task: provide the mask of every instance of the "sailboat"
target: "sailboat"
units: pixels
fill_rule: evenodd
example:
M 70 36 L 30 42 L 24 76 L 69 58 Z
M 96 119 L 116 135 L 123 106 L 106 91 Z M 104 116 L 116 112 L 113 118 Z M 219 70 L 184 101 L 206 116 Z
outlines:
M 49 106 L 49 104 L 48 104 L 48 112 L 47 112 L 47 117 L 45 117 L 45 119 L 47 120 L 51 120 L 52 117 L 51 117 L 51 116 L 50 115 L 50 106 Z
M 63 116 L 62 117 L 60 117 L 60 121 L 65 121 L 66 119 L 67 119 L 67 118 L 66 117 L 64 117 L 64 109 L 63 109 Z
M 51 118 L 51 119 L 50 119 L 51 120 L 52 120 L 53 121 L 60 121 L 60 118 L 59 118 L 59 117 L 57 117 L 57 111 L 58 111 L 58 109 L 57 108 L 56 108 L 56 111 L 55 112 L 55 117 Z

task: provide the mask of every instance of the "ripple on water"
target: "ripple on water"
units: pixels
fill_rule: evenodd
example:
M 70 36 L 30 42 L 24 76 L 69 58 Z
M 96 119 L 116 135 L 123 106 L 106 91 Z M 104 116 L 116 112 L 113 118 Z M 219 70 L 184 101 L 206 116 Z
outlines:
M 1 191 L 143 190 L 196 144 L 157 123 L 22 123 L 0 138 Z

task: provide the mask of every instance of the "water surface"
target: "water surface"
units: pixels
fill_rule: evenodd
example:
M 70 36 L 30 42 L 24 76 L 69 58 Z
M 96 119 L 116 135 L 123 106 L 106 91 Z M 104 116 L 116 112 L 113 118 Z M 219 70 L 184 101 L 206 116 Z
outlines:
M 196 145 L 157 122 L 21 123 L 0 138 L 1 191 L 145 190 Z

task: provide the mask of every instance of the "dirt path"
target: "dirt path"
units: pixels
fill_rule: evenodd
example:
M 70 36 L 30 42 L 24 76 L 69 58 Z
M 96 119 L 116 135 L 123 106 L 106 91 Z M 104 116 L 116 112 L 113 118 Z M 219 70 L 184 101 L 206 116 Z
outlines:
● ● ● ● ● ● ●
= Objective =
Please reproduce the listing above line for line, with nothing changed, added, or left out.

= Result of the exercise =
task: provide the mask of every instance of the "sailboat"
target: "sailboat"
units: pixels
fill_rule: evenodd
example:
M 70 36 L 30 42 L 24 76 L 69 58 Z
M 96 119 L 116 135 L 123 106 L 106 91 Z M 104 116 L 116 112 L 113 118 Z M 219 70 L 184 101 L 206 116 Z
outlines:
M 49 106 L 49 104 L 48 104 L 48 112 L 47 112 L 47 117 L 45 117 L 45 119 L 47 120 L 51 120 L 52 117 L 51 117 L 51 116 L 50 115 L 50 106 Z
M 63 116 L 62 117 L 60 117 L 60 121 L 65 121 L 66 119 L 67 119 L 67 118 L 66 117 L 64 117 L 64 109 L 63 109 Z
M 51 118 L 51 119 L 50 119 L 51 120 L 52 120 L 53 121 L 60 121 L 60 118 L 59 118 L 59 117 L 57 117 L 57 111 L 58 111 L 58 109 L 57 108 L 56 108 L 56 111 L 55 112 L 55 117 Z

task: provide the mask of every instance of the "ripple on water"
target: "ripple on water"
units: pixels
fill_rule: evenodd
example:
M 70 36 L 30 42 L 24 76 L 69 58 Z
M 96 119 L 116 135 L 123 106 L 106 91 Z M 104 116 L 116 112 L 113 118 Z M 219 70 L 184 101 L 206 116 Z
outlines:
M 1 191 L 143 190 L 196 144 L 157 123 L 22 123 L 0 138 Z

task: provide the mask of every instance of the "water surface"
target: "water surface"
units: pixels
fill_rule: evenodd
example:
M 70 36 L 30 42 L 24 76 L 69 58 Z
M 96 119 L 116 135 L 123 106 L 106 91 Z M 104 116 L 116 112 L 113 118 Z M 219 70 L 184 101 L 206 116 Z
outlines:
M 196 145 L 157 122 L 21 123 L 0 138 L 1 191 L 145 190 Z

task: provide the mask of every instance of the "dirt path"
target: "dirt path"
units: pixels
fill_rule: evenodd
example:
M 70 36 L 30 42 L 24 76 L 69 58 Z
M 96 119 L 116 135 L 123 106 L 106 91 Z M 104 116 L 116 112 L 113 118 Z M 219 70 L 184 101 L 206 116 Z
outlines:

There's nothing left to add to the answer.